[WRITTEN REQUEST]
Starting with the line that contains "Pin the tiled", reproduce each line through the end of the listing below, with no other output.
* * * * * * * * *
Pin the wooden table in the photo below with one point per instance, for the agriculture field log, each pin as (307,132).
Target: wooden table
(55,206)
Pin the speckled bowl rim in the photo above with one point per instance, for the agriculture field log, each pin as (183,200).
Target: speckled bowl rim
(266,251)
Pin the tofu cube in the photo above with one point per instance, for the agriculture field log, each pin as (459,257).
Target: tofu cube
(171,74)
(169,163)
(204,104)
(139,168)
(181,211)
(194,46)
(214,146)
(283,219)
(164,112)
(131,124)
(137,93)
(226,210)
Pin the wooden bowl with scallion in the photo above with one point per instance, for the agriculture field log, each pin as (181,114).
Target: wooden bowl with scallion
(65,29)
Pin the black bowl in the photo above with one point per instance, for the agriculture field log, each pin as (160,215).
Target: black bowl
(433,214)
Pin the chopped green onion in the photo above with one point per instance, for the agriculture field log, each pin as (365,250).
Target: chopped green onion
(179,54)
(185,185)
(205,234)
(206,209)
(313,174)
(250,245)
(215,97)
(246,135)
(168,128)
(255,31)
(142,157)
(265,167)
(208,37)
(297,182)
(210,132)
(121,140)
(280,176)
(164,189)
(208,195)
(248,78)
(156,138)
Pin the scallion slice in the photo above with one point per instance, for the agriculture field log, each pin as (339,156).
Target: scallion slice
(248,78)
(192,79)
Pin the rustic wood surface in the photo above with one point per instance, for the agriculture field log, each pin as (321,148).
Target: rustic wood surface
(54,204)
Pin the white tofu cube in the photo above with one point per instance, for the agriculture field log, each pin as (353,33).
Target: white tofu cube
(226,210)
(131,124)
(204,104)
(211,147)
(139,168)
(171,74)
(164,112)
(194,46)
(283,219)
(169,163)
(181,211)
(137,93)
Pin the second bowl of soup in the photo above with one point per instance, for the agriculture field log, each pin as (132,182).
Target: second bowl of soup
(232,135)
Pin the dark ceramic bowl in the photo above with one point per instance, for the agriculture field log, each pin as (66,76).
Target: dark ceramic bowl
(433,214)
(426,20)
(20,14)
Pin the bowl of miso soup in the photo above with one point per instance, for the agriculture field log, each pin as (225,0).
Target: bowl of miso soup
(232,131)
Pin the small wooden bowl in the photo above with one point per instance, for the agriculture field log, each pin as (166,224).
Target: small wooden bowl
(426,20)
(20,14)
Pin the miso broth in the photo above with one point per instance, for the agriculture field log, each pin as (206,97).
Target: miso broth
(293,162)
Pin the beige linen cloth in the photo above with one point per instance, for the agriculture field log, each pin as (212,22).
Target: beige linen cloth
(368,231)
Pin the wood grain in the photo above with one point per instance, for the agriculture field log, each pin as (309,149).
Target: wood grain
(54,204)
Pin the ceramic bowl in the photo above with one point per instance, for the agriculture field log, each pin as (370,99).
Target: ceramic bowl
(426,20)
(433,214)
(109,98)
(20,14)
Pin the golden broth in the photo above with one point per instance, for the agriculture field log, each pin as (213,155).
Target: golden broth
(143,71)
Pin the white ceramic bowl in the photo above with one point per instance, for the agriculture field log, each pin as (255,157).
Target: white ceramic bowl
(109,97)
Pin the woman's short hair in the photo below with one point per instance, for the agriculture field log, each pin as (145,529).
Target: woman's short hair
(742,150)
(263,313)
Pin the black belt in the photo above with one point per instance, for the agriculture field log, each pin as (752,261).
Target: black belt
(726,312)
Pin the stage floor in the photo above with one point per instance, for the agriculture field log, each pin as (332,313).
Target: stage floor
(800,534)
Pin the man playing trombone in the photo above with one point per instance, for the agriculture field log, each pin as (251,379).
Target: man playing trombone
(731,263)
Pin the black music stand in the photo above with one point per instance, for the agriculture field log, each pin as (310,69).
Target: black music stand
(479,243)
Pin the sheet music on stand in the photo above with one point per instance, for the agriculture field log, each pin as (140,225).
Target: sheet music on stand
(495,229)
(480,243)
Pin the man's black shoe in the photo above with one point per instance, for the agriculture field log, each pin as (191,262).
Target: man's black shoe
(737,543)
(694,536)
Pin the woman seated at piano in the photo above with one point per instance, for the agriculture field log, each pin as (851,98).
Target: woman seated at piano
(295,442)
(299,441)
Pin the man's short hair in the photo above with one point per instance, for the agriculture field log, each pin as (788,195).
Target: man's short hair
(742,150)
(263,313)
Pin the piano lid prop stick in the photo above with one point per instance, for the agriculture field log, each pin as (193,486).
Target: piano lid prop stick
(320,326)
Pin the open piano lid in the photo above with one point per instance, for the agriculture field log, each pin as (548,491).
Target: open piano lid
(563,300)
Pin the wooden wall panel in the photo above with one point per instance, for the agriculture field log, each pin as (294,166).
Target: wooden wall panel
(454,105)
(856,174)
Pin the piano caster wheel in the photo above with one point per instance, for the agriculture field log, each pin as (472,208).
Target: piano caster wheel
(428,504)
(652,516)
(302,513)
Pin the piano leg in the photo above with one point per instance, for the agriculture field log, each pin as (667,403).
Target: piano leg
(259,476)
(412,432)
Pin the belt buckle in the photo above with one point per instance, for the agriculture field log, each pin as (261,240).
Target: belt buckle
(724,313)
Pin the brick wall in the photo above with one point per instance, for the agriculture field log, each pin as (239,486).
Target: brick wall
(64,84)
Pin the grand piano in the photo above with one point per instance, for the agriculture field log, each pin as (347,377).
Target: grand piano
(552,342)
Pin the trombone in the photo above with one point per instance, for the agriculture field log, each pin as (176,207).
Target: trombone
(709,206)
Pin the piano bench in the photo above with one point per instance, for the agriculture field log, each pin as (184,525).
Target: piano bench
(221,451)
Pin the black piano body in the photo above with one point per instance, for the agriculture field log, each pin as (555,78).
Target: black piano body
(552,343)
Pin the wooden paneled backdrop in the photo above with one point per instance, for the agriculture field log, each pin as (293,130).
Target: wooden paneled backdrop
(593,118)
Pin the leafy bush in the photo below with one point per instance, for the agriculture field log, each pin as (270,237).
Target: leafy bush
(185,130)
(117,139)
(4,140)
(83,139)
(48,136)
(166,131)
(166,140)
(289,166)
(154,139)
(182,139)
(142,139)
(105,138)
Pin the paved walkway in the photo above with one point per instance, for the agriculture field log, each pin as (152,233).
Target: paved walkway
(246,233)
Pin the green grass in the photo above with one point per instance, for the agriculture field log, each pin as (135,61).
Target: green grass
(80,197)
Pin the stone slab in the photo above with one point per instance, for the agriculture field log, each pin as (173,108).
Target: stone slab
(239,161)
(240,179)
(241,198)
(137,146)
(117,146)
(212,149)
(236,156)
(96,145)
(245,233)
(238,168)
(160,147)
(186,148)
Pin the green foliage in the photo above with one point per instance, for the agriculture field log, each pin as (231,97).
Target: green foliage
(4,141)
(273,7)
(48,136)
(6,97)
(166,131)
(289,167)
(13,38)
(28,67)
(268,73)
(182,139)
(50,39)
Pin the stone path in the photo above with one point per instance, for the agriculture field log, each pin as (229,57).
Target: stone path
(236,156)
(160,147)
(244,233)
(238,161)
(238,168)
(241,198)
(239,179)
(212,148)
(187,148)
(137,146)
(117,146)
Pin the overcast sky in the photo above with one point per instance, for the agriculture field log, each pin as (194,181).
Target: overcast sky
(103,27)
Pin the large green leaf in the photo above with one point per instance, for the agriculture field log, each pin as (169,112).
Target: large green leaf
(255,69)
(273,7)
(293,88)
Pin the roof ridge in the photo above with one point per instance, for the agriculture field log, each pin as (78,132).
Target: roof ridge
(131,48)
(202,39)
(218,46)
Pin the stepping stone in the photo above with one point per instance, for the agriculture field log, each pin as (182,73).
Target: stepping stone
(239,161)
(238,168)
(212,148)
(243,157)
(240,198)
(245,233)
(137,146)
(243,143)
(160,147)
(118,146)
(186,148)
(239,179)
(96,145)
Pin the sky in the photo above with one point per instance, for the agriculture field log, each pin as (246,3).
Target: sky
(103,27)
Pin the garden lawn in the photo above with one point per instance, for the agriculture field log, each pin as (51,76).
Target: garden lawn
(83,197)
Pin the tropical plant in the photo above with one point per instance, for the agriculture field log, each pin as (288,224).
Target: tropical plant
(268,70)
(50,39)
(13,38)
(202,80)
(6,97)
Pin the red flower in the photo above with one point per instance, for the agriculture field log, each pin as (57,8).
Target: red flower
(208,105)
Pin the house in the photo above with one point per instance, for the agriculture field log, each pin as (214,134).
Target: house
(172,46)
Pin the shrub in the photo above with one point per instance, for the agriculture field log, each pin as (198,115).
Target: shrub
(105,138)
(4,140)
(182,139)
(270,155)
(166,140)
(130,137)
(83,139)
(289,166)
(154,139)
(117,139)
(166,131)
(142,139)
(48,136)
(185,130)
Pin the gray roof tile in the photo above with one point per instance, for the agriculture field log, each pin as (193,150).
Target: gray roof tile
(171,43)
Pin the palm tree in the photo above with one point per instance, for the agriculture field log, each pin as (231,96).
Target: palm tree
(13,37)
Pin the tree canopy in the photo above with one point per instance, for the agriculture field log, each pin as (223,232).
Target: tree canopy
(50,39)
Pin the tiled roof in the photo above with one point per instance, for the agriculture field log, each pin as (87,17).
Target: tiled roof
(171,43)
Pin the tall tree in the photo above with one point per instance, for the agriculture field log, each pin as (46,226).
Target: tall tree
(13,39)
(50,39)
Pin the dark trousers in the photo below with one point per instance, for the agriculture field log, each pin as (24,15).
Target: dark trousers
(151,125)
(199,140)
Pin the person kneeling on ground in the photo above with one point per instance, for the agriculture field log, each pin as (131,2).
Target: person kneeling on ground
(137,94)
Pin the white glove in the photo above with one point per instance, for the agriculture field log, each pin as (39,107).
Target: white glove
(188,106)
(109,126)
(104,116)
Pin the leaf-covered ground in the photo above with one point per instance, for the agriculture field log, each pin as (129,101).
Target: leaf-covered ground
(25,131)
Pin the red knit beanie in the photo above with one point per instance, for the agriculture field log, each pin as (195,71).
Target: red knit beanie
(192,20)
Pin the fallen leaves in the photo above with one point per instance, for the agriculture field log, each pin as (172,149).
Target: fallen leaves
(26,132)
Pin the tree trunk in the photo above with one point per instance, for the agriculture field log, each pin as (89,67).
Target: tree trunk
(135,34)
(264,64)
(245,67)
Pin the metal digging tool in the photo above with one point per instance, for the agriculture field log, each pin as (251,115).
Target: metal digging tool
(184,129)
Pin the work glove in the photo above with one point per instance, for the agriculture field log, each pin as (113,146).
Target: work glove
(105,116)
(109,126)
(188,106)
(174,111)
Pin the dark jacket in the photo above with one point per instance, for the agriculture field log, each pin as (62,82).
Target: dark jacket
* * * * * * * * *
[CORRECT OUTPUT]
Pin the tiled roof in the photo above with one point per instance, for the agriculture field log, each pin as (87,17).
Target: tiled roof
(171,43)
Pin the tall tree in the photo above with one point per instance, for the agriculture field log, each pin as (46,226).
Target: tall tree
(13,39)
(50,39)
Pin the dark trousers in the photo below with one point per instance, for the agriculture field log, each pin as (24,15).
Target: dark trousers
(151,125)
(199,140)
Pin the person kneeling on ground in the photo above with one point per instance, for the agriculture field log, each pin as (131,2).
Target: person kneeling on ground
(137,94)
Pin the white glove in the photo above with one point per instance, for the agriculture field log, each pin as (39,107).
Target: white glove
(188,106)
(109,126)
(104,116)
Pin the leaf-covered ground in the photo above with one point per instance, for the agriculture field log, each pin as (129,101).
Target: leaf-covered ground
(25,131)
Pin the red knit beanie in the photo above with one point per instance, for the agriculture field log, each pin as (195,71).
Target: red knit beanie
(192,20)
Pin the fallen leaves in the photo above with one point per instance, for the agriculture field log, each pin as (172,149).
Target: fallen leaves
(26,132)
Pin the tree trunk in the photo above with one point per instance, for the agriculture field log, each pin as (89,67).
Target: tree trunk
(135,34)
(264,64)
(245,67)
Pin the metal digging tool in the photo above with one point per instance, for the agriculture field log, each pin as (251,115).
Target: metal digging tool
(184,129)
Pin the work glove in the photo above with one point per instance, for the agriculture field log, each pin as (113,146).
Target: work glove
(105,116)
(109,126)
(188,106)
(174,111)
Pin the dark jacket in the photo above with one point per instance, for the agriculture field log, each pin as (62,82).
Target: dark jacket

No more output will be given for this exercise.